[START Provided material]
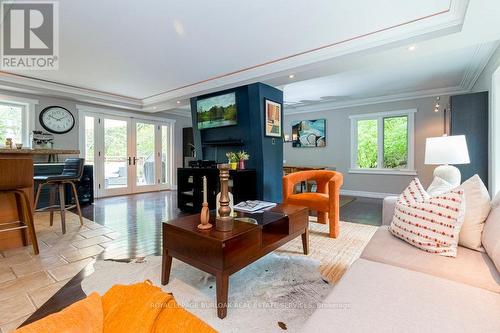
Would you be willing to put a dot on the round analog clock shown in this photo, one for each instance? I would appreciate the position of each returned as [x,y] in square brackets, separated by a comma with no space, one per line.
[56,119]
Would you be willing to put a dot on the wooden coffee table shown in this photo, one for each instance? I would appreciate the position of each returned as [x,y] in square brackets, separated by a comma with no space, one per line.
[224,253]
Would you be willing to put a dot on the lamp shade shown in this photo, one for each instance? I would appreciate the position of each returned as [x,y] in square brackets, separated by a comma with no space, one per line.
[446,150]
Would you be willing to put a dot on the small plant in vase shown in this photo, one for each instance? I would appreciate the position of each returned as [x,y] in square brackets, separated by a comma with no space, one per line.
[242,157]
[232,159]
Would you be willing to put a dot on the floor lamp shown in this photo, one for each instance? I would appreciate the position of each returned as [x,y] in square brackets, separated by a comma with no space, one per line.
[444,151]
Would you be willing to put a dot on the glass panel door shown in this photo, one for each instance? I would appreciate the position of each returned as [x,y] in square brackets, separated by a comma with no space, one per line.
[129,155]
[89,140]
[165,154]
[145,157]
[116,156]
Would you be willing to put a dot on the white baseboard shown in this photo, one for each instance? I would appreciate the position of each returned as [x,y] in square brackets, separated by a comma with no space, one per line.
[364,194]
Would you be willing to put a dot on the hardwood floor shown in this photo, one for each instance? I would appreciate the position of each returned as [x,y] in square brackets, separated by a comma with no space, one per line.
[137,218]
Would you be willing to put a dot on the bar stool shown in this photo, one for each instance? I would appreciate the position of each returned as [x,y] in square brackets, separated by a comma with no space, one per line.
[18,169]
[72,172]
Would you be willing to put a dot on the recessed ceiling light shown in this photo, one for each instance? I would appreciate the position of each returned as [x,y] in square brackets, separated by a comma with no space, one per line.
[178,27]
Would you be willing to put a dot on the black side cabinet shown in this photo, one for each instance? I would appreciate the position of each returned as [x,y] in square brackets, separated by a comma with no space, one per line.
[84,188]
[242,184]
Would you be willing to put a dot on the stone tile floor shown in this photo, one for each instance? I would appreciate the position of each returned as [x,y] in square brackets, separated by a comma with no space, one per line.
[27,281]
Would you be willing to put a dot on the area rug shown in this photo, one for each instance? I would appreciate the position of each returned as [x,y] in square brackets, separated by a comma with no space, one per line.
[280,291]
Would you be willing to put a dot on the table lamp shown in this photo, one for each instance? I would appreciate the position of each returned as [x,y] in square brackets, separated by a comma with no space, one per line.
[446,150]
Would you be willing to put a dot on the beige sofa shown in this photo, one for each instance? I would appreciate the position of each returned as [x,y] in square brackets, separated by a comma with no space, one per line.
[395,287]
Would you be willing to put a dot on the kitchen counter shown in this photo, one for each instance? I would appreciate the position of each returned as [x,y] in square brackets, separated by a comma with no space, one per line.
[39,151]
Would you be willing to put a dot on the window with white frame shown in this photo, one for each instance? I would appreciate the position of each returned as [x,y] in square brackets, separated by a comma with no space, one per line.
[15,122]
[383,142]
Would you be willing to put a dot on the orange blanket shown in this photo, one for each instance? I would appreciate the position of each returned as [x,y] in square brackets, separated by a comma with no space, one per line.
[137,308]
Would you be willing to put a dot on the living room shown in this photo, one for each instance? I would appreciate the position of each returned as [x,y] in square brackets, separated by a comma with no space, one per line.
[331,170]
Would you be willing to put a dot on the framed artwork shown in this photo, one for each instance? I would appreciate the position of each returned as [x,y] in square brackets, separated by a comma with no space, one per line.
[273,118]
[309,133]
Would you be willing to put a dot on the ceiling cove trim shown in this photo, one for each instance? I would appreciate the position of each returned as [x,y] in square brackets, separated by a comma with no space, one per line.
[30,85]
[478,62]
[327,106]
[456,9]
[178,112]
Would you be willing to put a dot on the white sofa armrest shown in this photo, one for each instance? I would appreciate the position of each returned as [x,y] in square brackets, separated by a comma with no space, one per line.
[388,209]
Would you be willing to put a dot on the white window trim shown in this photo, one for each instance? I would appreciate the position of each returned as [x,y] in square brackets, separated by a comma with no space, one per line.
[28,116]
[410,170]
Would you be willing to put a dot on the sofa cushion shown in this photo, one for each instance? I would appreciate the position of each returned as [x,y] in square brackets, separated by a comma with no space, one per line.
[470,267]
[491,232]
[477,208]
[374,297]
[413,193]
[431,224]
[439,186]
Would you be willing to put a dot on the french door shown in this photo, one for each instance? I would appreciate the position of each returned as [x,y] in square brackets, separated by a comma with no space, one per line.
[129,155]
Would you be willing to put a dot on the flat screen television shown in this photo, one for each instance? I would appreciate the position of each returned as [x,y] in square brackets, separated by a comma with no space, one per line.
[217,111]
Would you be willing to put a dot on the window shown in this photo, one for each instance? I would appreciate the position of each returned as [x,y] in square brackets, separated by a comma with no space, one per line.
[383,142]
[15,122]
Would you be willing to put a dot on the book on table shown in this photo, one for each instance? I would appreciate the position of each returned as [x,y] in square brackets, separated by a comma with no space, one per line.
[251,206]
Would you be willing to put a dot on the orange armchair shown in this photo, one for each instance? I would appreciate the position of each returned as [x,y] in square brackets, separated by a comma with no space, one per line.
[END Provided material]
# What the task asks
Retype the whole listing exactly and leave the pictures out.

# Reply
Would you be willing to put a dot on the round analog clock shown in this photo, one for each instance? I would appreciate the position of each returned as [x,y] in square brackets, separated by a comma with no space, one per line.
[56,119]
Would you be willing to put a dot on the wooden coffee table shown in this photo, one for each instance? I would appreciate the position of each returned as [x,y] in square brackets, separated by a comma with no space, one per line.
[224,253]
Would you be willing to put a dot on the lamp shade shown in this photo, one for each instance? I would appreciate the position of each returned as [x,y] in square brackets, separated by a comma with no space, one per line.
[446,150]
Would you be willing to put a dot on the small plant in vase shown in this photo, one for each instance? I would appreciate the position of each returned as [x,y] in square brackets, separated by a comma with no space, one per line.
[242,157]
[232,159]
Would you be willing to put a dot on the floor lamp shown in this photo, one for each instance? I would appreciate the position of each returned as [x,y] in square brackets, separated by a comma with no space, one per line.
[444,151]
Would you be willing to put a dot on the glass panel door shown in this photo, one for each instance? I would appreciate the position of each returned as [x,y] in square brackets, separated by a comma with no space, one per line.
[129,155]
[89,140]
[165,154]
[145,157]
[116,156]
Would you be willing to put a dot on the white baseboard shown in this photo, one for each instance? I would appreciate the position of each returned as [x,y] in square brackets, separated by a comma with no space, one per line.
[364,194]
Would you be willing to put a dot on the hardwood floor shown in this photo, one for each instance? I would appreciate the position of each returned as [x,y] in square brackets, separated by a comma with no space, one per line.
[137,218]
Would you be willing to put a dot on the bar stool shown in this photo, one for each instance? I would appreciate the position of each returned as [x,y] in square brackets, separated by a comma with no space, one per line.
[18,169]
[72,172]
Would you be willing to put a dot on the recessed ceiling light shown in this photo, one for each instance? I would appreciate the position of each returned as [x,y] in square brackets, separated by a comma with no space, one per line.
[178,27]
Would you be willing to put a dot on the black side cabinet shown in this photo, one for each instance? I would appreciate the position of each returned as [x,y] in square brackets, separated by a comma with no space, one per line.
[84,188]
[242,184]
Would you be willing to put a dot on the stone tile floor shown in this photo, one for each instance? I would appreciate the position of each returned as [x,y] in square brackets, separated by a comma with no space, one per line.
[27,281]
Would you be willing to put a dot on the area rug shown in this photo, one for each instance? I would appreciate the position of each returned as [x,y] in square brackets, separated by a comma with no space, one per line.
[280,291]
Would you be willing to put a dot on the table lamp shown in this photo, one for each instance? I would appreciate the position of each returned as [x,y] in square brackets, separated by a comma with no space, one per line.
[446,150]
Would you be willing to put a dot on the beige sofa shown in this photo, one for each instance? I would appreciate the position of each returned as [x,y] in square brackets, separated by a comma with no space, one per line.
[395,287]
Would you be willing to put a dot on the kitchen counter shown in this photo, one for each instance? I would appreciate the position of each returned as [x,y] in square brackets, separated by a comma with no space, one per line.
[39,151]
Would you be willing to put a dot on the window with white frame shown in this photo, one for each instance? I would appreciate the position of each returned as [x,y] in square brackets, separated by a comma with no space, one per line.
[15,122]
[383,142]
Would you be willing to put a dot on the orange blanket shown in this photo, one for each instance? I would appreciate the position of each returned as [x,y] in square brackets, separated by a comma with no space, one per line.
[137,308]
Would you be willing to put a dot on the living room shown in this photo, one for each instance? I would appreciate the position of each returned as [x,y] in square brackets, separated by a comma with no space, one per line.
[331,170]
Would you be willing to put a dot on the framed artwork shown in this photo, one for each instance? I would appreciate the position of each returned as [x,y] in square brackets, separated by a comma with no space, one per line.
[273,118]
[309,133]
Would you be willing to put a dot on the ceiling cove trim shown in this photo, one for each instance? I would appreciate the position of each returned as [x,y] in square brackets, separated by a comma with no space, one per line.
[30,85]
[478,62]
[327,106]
[456,9]
[178,112]
Would you be willing to put a dot on the white sofa armrest shown in this photo, one for each instance? I would appreciate the position of each returned as [x,y] in square brackets, separated by a comma with no space, one per line.
[388,209]
Would you be willing to put a dot on the white window trim shown in this photo, one for each instance? I would appreciate the position of each returned as [x,y] in square brackets, separated by a comma with no space, one per line.
[28,116]
[410,170]
Would you be willing to put a dot on the sofa cushion shown in this photo, one for each instance? I would appreciate the position of each returned as [x,y] in square brackets, separated by a comma with no space, one per line.
[470,267]
[491,232]
[477,208]
[374,297]
[413,193]
[431,224]
[439,186]
Would you be willing to put a dot on the french door shown in this photo, one for each instance? I would appreciate the position of each returned as [x,y] in square brackets, separated by a comma with no space, one per line.
[129,155]
Would you be willing to put a dot on the flat screen television shown in this photo, one for each instance? I would appreciate the position of each returned as [x,y] in square brackets, separated by a comma with no space, one per line.
[217,111]
Would you be willing to put a dot on the window shown in this photo, one for each instance? I would appreciate the position of each returned as [x,y] in square brackets, separated by a comma with no space, one per line.
[383,142]
[15,122]
Would you be willing to put a dot on the book on table shown in this photo, one for each instance? I would appreciate the position of each returned as [x,y] in square brackets, separated by a comma with no space, one per line.
[251,206]
Would you be willing to put a dot on the orange armchair shown in this photo, one for each instance? I would appreciate the position of each returned as [x,y] in square brackets, separated by a comma with no space, one per line.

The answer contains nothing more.